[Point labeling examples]
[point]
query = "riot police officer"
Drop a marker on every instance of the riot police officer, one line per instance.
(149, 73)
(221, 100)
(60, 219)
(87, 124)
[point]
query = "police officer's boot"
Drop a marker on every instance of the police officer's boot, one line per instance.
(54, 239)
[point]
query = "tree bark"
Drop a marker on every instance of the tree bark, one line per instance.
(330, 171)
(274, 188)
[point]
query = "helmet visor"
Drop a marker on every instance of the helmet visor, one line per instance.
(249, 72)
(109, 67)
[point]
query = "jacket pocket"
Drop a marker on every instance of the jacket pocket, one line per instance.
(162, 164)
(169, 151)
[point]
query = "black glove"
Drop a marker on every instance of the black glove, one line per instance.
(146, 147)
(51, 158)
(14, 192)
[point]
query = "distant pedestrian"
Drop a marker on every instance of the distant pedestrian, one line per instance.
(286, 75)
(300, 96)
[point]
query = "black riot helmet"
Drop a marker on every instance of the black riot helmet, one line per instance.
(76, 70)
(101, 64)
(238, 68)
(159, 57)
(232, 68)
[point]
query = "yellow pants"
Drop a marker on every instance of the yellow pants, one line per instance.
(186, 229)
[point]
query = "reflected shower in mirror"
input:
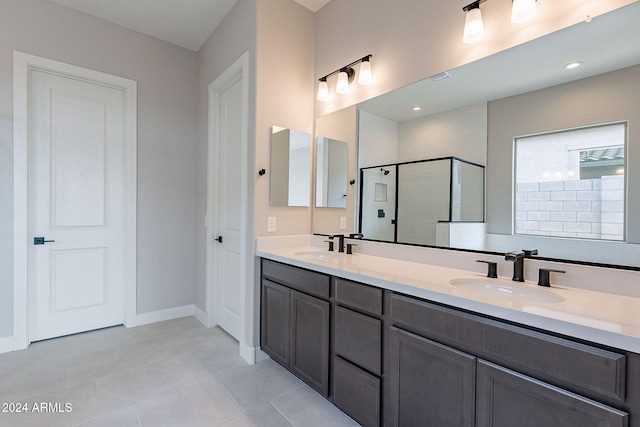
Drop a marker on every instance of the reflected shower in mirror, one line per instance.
(290, 167)
(331, 173)
(477, 111)
(407, 202)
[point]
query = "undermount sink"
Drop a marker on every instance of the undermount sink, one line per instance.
(506, 290)
(320, 254)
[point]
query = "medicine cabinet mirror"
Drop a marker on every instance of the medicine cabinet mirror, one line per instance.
(290, 167)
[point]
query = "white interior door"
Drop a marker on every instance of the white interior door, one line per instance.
(76, 200)
(230, 299)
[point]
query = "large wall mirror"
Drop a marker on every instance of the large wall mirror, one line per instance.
(481, 111)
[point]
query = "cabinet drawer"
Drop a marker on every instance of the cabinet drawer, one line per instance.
(553, 359)
(306, 281)
(359, 296)
(358, 338)
(357, 393)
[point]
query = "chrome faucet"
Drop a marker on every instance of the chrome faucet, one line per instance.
(517, 258)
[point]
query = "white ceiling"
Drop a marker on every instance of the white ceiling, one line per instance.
(186, 23)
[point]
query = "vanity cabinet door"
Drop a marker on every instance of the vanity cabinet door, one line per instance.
(429, 384)
(275, 320)
(356, 392)
(310, 325)
(506, 398)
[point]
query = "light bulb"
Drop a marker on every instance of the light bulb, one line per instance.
(342, 86)
(365, 77)
(473, 26)
(323, 91)
(523, 11)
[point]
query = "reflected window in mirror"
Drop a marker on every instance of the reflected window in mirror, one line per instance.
(571, 183)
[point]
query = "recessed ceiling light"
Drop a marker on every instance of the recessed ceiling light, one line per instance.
(441, 76)
(572, 65)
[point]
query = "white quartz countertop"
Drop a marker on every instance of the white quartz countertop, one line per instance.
(608, 319)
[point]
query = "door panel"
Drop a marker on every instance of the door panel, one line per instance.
(76, 130)
(230, 302)
(78, 175)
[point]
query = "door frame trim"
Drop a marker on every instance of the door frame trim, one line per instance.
(23, 64)
(239, 70)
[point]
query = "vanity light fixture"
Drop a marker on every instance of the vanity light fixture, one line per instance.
(473, 25)
(346, 75)
(365, 78)
(323, 90)
(521, 11)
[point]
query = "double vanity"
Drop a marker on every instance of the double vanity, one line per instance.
(392, 342)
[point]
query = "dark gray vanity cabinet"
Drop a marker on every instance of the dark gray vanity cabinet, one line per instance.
(429, 384)
(453, 368)
(508, 398)
(295, 321)
(357, 359)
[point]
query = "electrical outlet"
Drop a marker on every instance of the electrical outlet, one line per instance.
(271, 224)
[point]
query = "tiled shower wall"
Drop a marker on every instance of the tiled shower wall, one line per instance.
(589, 208)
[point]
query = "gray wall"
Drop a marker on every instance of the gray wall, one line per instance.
(606, 98)
(166, 139)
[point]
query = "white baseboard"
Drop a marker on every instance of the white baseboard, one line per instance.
(166, 314)
(6, 344)
(201, 316)
(261, 355)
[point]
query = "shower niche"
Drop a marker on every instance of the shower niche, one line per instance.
(426, 202)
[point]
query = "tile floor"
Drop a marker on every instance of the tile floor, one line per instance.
(173, 373)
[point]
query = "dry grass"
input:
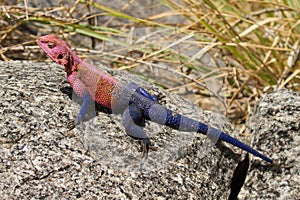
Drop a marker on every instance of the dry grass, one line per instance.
(224, 52)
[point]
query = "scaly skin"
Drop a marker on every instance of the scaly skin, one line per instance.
(133, 102)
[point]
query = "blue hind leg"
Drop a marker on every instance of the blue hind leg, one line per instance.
(215, 133)
(131, 117)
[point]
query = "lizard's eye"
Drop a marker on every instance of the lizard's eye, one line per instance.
(51, 45)
(60, 56)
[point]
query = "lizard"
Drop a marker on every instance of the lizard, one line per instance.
(135, 104)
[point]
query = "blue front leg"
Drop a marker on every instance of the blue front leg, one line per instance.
(83, 109)
(146, 94)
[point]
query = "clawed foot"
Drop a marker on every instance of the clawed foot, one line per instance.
(145, 143)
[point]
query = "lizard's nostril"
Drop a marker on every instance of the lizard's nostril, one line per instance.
(60, 56)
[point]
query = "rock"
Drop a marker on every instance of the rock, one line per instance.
(41, 159)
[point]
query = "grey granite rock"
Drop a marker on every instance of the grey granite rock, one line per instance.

● GOAL
Print each entry shown above with exact wording and no pictures.

● RIGHT ANSWER
[point]
query = "riot police officer"
Drop a marker on every instance of the riot police officer, one line per instance.
(149, 73)
(221, 100)
(60, 219)
(87, 124)
[point]
query = "police officer's boot"
Drop a marker on every instance of the police officer's boot, one line per instance.
(54, 239)
[point]
query = "tree bark"
Drop a marker on every instance of the tree bark, one line per instance.
(330, 171)
(274, 188)
[point]
query = "helmet visor"
Drop a marker on every instance of the helmet visor, one line per instance.
(249, 72)
(109, 67)
[point]
query = "jacket pocket"
Drop a marker on every instance of the jacket pocket, one line per instance.
(162, 164)
(169, 151)
[point]
query = "black glove"
Drop a marker on every instance of the black glove, one line per instance.
(146, 147)
(51, 158)
(14, 192)
[point]
query = "distant pedestrian"
Drop a marker on every instance of the distant pedestrian, one line per instance.
(286, 75)
(300, 96)
[point]
query = "black riot helmet"
Drop a marker on every instance of the black riot helmet, one line per instance.
(76, 70)
(101, 64)
(238, 68)
(159, 57)
(232, 68)
[point]
query = "yellow pants"
Drop a marker on every instance of the yellow pants, one line per instance.
(186, 229)
[point]
query = "reflected shower in mirror"
input:
Drop a marker on every instance of the reflected shower in mirror, one line per instance.
(290, 167)
(331, 173)
(477, 111)
(407, 202)
[point]
query = "undermount sink"
Drop a marker on every instance of the undermount sink, one line per instance.
(506, 290)
(320, 254)
[point]
query = "medicine cabinet mirror"
Drop a marker on every instance of the medicine cabinet mirror, one line per instance.
(290, 167)
[point]
query = "white interior door"
Drop a marker on every instance of the white interior door, one line per instance.
(76, 200)
(230, 299)
[point]
query = "large wall mirror"
Drop a marker on every instance of the large wall mirror, one line per instance.
(481, 111)
[point]
query = "cabinet drawer"
Drop a marker on every instance of the cabinet drawer, one line per instance.
(553, 359)
(306, 281)
(359, 296)
(358, 338)
(357, 393)
[point]
query = "chrome faucet"
Drop a marker on every instance of the chrome faucet, one line per instance.
(517, 258)
[point]
query = "white ceiling"
Drop a marker on every instance of the white ceiling, one line per instance.
(186, 23)
[point]
query = "vanity cabinet door"
Drop a marker on every instance of the vanity cabinet door, one line per instance.
(429, 384)
(275, 320)
(356, 392)
(310, 325)
(506, 398)
[point]
query = "light bulb"
Drop a marker on every instance of the light bulb, one line per instance.
(342, 86)
(365, 77)
(473, 26)
(323, 91)
(523, 11)
[point]
query = "reflected window in mirror"
Drop a marker on every instance of the reflected window in mirror, one line per instance.
(571, 183)
[point]
query = "recessed ceiling light"
Drop a marker on every instance of the recessed ceiling light, one line per instance.
(441, 76)
(572, 65)
[point]
query = "white quartz countertop"
Drop a marker on every instance of the white quartz countertop, one line per instance.
(608, 319)
[point]
query = "door panel"
Drop a marker on every instance of the door panel, one line per instance.
(76, 130)
(230, 302)
(78, 175)
[point]
query = "door frame trim"
Drop a marker on every instance of the door frame trim, one line per instance.
(23, 64)
(239, 70)
[point]
query = "vanity light fixture"
Drop a marker on every instance of the vanity light fixture, one line per instance.
(473, 25)
(346, 75)
(365, 78)
(323, 90)
(521, 11)
[point]
query = "double vanity"
Drop a marker on every instance of the double vanity, one line per instance.
(392, 342)
[point]
query = "dark gray vanity cabinet"
Drop a marker on every instance of the dark gray vanity cabinet, one line per instance.
(429, 384)
(453, 368)
(508, 398)
(295, 321)
(357, 359)
[point]
query = "electrical outlet"
Drop a marker on every instance of the electrical outlet, one line per instance.
(271, 224)
[point]
query = "tiled shower wall"
Drop a marker on every instance of the tiled shower wall, one line per instance.
(589, 208)
[point]
query = "gray wall"
Drop a marker on every instance of the gray wall, one line per instance.
(606, 98)
(166, 139)
[point]
query = "white baseboard"
Drop a marker on every instance of the white baseboard, one line per instance.
(166, 314)
(6, 344)
(201, 316)
(261, 355)
[point]
query = "shower niche"
Drop a marker on every instance of the shower niche, one line per instance.
(426, 202)
[point]
query = "tile floor"
Drop a marker on every instance of the tile floor, one line per instance.
(173, 373)
[point]
query = "dry grass"
input:
Drop a marker on every instance of the dry grass, one line per instance.
(224, 52)
[point]
query = "scaly skin"
Drop a marker on every instance of the scaly skin, one line per instance.
(133, 102)
[point]
query = "blue hind leg"
Drop a marker on every instance of the blue hind leg, one line per instance.
(215, 133)
(131, 117)
[point]
query = "lizard's eye"
Drop a marker on every instance of the lizard's eye, one line per instance.
(51, 45)
(60, 56)
[point]
query = "lizard"
Drop a marker on every instance of the lizard, one line per instance.
(135, 104)
[point]
query = "blue front leg"
Drop a marker on every instance of the blue front leg, one line per instance.
(83, 109)
(146, 94)
[point]
query = "clawed foot"
Drop a marker on every instance of the clawed foot, one line per instance.
(145, 143)
[point]
query = "lizard's nostril"
Drop a marker on every instance of the lizard's nostril, one line per instance.
(60, 56)
[point]
query = "rock"
Drop a marker on every instance of the rock, one line per instance.
(41, 159)
[point]
query = "grey granite rock"
Drop a marker on every instance of the grey granite rock, one line per instance.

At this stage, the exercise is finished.